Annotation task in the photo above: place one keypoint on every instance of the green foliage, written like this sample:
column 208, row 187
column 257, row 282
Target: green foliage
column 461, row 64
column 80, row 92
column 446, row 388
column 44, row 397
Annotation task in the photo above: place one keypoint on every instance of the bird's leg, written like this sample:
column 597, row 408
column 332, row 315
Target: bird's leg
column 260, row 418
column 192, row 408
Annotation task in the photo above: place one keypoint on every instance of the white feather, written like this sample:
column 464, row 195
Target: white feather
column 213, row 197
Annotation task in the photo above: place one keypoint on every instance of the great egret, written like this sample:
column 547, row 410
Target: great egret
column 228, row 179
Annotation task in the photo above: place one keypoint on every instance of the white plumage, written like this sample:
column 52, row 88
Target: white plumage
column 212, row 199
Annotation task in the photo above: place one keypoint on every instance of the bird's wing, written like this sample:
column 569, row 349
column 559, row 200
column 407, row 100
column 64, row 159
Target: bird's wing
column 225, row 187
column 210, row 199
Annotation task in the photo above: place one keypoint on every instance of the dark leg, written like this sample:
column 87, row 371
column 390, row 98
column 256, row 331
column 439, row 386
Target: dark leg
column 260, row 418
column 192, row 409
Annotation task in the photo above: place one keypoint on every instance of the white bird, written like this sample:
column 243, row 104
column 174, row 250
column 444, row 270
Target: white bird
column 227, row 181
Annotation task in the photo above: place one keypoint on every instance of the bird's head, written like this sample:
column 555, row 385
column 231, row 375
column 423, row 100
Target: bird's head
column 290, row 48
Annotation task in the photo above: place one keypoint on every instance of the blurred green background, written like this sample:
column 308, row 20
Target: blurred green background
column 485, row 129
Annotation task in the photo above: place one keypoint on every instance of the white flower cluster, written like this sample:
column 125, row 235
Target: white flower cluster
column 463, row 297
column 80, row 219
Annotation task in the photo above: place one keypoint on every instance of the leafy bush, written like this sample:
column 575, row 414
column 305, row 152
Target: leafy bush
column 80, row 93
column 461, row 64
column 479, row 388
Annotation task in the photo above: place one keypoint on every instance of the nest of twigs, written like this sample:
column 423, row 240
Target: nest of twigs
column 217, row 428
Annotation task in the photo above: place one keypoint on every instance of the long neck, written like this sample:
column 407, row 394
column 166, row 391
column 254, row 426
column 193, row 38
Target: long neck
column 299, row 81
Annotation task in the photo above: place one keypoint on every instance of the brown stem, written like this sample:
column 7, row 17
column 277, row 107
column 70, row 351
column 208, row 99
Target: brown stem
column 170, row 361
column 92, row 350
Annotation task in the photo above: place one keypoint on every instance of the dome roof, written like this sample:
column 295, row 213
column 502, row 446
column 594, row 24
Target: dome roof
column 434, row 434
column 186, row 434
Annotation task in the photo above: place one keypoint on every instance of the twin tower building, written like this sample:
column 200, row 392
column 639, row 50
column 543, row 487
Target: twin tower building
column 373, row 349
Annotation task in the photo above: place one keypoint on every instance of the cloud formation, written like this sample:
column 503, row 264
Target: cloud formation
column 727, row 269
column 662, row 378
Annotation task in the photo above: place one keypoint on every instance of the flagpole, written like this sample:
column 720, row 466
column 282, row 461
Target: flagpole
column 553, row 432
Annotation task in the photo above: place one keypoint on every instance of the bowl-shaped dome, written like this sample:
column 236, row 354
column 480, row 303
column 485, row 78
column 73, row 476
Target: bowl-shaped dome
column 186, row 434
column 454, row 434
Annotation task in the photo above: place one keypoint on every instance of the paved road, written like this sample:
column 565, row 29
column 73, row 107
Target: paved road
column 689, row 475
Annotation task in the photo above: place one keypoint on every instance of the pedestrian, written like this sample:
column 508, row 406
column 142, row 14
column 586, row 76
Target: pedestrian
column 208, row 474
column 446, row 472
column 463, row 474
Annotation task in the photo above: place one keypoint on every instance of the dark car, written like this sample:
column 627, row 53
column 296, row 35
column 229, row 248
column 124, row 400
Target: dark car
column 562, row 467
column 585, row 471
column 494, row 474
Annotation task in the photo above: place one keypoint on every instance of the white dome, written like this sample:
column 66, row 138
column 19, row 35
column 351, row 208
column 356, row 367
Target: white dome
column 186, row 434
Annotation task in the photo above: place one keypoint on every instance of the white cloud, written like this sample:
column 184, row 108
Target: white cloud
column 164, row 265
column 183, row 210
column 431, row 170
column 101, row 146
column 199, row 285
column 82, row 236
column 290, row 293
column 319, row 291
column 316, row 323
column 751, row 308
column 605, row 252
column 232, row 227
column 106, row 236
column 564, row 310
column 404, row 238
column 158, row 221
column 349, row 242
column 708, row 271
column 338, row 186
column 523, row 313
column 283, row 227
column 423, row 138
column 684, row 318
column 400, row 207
--------------------------------------------------
- [WORK ITEM]:
Take the lines above from the one containing "Target: leafy bush" to the one containing "column 720, row 466" and retype them exactly, both ends included, with nothing added.

- [WORKED SOLUTION]:
Target: leafy bush
column 80, row 93
column 461, row 64
column 479, row 388
Annotation task in the photo above: place one keypoint on every instance of the nest of twigs, written like this sample:
column 423, row 240
Target: nest of twigs
column 217, row 428
Annotation task in the photo above: place one keypoint on every instance of the long neck, written like this sample:
column 407, row 394
column 166, row 391
column 254, row 426
column 193, row 38
Target: long neck
column 299, row 81
Annotation task in the photo above: place one keypoint on every instance of the brown stem, written like this sample:
column 7, row 17
column 277, row 107
column 70, row 351
column 208, row 99
Target: brown stem
column 170, row 361
column 92, row 350
Annotation task in the photo above: place one keypoint on every instance of the dome roof, written like this sample:
column 295, row 213
column 502, row 446
column 594, row 24
Target: dome roof
column 434, row 434
column 186, row 434
Annotation task in the photo above: place one keypoint on every instance of the twin tower building, written like this sample:
column 200, row 392
column 639, row 50
column 543, row 487
Target: twin tower building
column 373, row 349
Annotation task in the photo above: place one keypoint on every instance of the cloud formation, written like this sample:
column 503, row 264
Target: cloud formation
column 727, row 269
column 662, row 378
Annotation task in the photo above: place one keypoint on every instance of the flagpole, written like this sample:
column 720, row 466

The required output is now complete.